◆ **RECORDS SHOWN**

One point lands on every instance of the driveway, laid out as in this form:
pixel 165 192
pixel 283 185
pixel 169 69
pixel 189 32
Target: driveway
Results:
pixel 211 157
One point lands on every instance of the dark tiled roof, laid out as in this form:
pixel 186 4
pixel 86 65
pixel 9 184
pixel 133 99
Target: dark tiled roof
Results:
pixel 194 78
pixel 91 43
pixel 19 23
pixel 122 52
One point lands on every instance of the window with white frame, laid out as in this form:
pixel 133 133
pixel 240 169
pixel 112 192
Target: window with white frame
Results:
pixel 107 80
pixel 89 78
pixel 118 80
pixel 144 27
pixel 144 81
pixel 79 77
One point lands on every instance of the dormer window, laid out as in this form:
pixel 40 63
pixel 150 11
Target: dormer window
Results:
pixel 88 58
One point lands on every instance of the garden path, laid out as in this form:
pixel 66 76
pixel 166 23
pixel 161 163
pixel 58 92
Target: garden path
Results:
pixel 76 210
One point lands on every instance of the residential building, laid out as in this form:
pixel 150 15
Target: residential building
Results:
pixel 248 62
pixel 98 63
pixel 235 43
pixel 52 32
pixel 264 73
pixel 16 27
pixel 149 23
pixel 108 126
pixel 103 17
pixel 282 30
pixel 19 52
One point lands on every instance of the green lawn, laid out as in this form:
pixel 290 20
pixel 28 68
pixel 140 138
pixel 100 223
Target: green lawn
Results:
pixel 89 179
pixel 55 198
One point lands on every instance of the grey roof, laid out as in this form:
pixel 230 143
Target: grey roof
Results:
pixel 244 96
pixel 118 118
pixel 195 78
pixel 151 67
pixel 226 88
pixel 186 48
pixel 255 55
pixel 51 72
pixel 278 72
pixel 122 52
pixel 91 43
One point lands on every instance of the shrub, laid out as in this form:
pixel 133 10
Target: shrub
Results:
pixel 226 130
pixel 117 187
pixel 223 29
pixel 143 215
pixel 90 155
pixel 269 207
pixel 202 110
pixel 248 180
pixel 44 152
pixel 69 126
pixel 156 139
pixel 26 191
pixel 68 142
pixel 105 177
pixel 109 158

◆ **TASK DETAILS**
Return an exact copy of only the lines from the one with "pixel 230 143" through the end of the listing above, both included.

◆ **EXPECTED ANSWER**
pixel 230 143
Target: grey roof
Results:
pixel 244 96
pixel 118 118
pixel 195 78
pixel 151 67
pixel 226 88
pixel 186 48
pixel 255 55
pixel 51 72
pixel 278 72
pixel 122 52
pixel 91 43
One point lands on every instance of the shrub, laid out as in this form:
pixel 133 10
Target: shrub
Results:
pixel 226 130
pixel 117 187
pixel 223 29
pixel 143 215
pixel 90 155
pixel 269 207
pixel 202 110
pixel 248 180
pixel 44 152
pixel 69 126
pixel 156 139
pixel 26 191
pixel 68 142
pixel 105 177
pixel 109 158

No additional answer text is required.